National report — The Food and Drug Administration (FDA) has given notice that it is proposing to ban hydroquinone-containing products by year end.
In the Federal Register, the FDA proposed rule that would establish that over-the-counter (OTC) "skin bleaching drug products" are not generally recognized as safe and effective (GRASE) and are misbranded. If finalized, the rule would lead to a ban of all hydroquinone-containing products — both OTC and prescription — with the exception of TriLuma Cream (fluocinolone acetonide 0.01 percent, hydroquinone 4 percent, tretinoin 0.05 percent, Galderma Laboratories).
The banned products would be considered new drugs requiring an approved new drug application (NDA) for continued marketing. TriLuma Cream would be exempt because it is the only commercially available hydroquinone-containing product with an approved NDA.In issuing the proposed rule, the FDA cited new data and information on the safety of hydroquinone. Specifically, risks of ochronosis with even low concentrations (1 percent to 2 percent) and carcinogenicity in preclinical models are mentioned.

[Collected data]
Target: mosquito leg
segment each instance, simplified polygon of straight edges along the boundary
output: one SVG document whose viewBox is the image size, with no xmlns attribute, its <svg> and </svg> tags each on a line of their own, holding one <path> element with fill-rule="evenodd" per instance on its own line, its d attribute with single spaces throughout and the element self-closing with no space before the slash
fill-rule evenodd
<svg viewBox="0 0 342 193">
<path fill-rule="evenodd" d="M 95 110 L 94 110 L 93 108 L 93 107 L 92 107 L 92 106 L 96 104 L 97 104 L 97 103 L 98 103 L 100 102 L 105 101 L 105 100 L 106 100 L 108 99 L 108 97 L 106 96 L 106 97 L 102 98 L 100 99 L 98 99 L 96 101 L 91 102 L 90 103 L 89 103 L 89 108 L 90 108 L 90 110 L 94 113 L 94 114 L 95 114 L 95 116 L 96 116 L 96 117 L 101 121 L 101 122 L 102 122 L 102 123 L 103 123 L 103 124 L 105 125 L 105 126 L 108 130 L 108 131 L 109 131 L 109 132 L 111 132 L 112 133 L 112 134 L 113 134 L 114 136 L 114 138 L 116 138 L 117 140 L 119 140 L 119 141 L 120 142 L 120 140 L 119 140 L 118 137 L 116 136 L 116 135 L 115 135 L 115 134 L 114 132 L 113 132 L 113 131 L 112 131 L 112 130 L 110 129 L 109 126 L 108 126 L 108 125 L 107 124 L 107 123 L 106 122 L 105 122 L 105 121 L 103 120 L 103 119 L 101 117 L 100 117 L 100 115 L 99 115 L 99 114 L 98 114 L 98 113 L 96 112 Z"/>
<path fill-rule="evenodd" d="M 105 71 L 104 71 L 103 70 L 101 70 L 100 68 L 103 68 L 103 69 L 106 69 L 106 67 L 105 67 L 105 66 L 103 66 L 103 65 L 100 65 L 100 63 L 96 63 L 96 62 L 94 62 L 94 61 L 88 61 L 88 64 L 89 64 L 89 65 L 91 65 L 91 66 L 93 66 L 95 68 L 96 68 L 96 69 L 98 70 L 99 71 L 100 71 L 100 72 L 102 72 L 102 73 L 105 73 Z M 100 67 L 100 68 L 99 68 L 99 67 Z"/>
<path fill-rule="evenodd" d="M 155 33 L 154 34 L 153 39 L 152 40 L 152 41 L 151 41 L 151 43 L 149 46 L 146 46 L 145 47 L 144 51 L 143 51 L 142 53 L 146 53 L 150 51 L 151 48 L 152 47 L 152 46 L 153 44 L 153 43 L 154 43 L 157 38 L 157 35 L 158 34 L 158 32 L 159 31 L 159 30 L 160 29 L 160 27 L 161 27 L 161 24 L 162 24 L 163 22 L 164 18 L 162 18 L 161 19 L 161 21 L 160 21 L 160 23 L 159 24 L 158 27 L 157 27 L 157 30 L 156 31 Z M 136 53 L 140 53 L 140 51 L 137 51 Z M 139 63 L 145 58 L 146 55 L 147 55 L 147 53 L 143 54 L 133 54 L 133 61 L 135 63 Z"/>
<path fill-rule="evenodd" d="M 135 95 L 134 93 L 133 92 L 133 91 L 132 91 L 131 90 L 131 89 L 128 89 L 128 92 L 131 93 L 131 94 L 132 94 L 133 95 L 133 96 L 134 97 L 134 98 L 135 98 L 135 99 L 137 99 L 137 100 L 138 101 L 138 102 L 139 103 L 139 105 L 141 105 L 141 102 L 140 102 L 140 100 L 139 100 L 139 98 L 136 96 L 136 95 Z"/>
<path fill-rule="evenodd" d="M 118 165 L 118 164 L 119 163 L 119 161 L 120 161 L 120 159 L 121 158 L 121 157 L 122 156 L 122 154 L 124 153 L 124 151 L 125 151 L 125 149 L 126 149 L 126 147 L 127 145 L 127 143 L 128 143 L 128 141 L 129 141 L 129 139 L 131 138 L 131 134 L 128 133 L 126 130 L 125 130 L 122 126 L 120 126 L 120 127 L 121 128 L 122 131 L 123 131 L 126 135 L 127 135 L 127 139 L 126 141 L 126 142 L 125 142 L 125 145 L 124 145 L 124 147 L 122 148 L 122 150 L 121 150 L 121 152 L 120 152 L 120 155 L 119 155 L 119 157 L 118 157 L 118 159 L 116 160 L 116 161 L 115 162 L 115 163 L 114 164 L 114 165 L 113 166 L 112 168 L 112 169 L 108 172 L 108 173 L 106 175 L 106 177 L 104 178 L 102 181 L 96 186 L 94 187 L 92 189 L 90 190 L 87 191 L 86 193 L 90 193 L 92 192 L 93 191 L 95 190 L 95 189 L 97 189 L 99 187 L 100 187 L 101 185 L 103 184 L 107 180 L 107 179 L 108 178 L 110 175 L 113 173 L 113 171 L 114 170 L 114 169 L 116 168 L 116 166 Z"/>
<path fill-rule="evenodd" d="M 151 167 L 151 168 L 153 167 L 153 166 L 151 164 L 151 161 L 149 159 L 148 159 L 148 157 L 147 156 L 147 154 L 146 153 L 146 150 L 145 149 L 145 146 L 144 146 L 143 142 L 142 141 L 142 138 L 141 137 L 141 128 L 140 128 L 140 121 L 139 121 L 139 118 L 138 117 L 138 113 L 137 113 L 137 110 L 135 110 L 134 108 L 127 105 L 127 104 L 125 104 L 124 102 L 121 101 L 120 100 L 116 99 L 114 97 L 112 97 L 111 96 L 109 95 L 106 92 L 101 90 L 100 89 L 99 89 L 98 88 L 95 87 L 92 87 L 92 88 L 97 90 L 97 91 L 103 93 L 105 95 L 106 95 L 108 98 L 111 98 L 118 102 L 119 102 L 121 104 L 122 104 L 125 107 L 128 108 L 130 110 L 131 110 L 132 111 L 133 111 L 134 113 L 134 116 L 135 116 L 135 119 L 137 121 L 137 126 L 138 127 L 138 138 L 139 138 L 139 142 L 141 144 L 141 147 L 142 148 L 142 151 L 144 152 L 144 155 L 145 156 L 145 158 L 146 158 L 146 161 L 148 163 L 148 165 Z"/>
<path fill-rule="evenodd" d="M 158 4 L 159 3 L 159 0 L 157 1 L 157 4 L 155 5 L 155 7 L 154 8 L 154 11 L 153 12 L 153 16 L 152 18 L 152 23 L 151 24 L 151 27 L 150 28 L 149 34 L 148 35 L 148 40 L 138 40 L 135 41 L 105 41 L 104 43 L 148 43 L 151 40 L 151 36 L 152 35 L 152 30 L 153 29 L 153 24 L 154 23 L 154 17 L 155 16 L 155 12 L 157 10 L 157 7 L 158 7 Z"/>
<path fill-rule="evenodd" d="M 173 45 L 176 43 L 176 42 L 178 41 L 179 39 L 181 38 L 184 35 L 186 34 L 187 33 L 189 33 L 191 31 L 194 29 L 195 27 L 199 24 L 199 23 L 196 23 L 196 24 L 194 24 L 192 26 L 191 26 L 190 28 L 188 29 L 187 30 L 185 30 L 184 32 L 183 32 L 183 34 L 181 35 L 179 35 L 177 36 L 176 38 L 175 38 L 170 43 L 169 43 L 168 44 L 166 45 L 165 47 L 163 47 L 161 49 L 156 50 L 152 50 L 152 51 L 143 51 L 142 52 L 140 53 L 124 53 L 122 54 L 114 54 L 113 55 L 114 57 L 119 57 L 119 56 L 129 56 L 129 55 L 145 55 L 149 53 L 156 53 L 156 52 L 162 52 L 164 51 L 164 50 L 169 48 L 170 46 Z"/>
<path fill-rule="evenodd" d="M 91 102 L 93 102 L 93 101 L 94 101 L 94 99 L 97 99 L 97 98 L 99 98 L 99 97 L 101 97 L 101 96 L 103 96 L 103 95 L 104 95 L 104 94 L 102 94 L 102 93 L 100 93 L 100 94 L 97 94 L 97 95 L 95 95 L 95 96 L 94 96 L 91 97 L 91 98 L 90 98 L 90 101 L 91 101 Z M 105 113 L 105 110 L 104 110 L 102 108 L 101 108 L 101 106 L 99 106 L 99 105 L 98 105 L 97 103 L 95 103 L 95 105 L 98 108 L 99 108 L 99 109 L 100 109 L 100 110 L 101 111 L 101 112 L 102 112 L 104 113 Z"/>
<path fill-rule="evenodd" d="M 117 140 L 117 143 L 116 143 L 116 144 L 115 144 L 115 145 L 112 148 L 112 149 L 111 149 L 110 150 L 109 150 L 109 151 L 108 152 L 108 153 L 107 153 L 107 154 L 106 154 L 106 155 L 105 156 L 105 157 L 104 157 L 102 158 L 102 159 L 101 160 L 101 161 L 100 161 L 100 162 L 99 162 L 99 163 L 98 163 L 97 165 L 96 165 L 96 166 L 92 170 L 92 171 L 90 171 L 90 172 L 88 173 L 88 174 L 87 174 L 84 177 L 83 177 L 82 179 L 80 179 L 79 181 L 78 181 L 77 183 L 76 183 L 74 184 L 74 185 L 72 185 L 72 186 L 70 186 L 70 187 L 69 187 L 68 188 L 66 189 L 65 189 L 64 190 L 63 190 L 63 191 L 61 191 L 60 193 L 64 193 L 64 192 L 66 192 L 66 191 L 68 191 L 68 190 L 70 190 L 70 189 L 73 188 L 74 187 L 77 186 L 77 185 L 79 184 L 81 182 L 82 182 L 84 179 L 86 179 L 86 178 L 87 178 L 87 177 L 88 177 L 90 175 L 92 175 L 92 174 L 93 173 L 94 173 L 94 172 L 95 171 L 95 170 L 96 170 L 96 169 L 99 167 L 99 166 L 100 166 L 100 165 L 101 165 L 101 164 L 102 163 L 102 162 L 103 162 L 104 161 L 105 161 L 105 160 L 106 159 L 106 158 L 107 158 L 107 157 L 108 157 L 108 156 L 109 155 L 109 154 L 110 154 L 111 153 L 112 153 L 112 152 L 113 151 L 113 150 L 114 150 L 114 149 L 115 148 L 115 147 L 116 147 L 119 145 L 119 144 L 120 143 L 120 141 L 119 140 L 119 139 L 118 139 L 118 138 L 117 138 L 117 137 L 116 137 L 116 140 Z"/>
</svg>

Your tasks:
A: Decide whether each statement agrees with the hydroquinone report, answering yes or no and quoting the words of the report that settle it.
(i) The proposed rule would ban only over-the-counter hydroquinone products.
(ii) TriLuma Cream would be exempt because it has an approved new drug application.
(iii) The FDA cited risks of ochronosis only at high concentrations of hydroquinone.
B: According to the hydroquinone report, which company makes TriLuma Cream?
C: From the hydroquinone report, extract the passage that begins at the words "The banned products" and stops after the words "models are mentioned.".
The items above are separate material and are not part of the hydroquinone report.

Answers by item number:
A:
(i) No: "both OTC and prescription"
(ii) Yes: "it is the only commercially available hydroquinone-containing product with an approved NDA"
(iii) No: "risks of ochronosis with even low concentrations (1 percent to 2 percent)"

B: Galderma Laboratories.

C:
The banned products would be considered new drugs requiring an approved new drug application (NDA) for continued marketing. TriLuma Cream would be exempt because it is the only commercially available hydroquinone-containing product with an approved NDA.In issuing the proposed rule, the FDA cited new data and information on the safety of hydroquinone. Specifically, risks of ochronosis with even low concentrations (1 percent to 2 percent) and carcinogenicity in preclinical models are mentioned.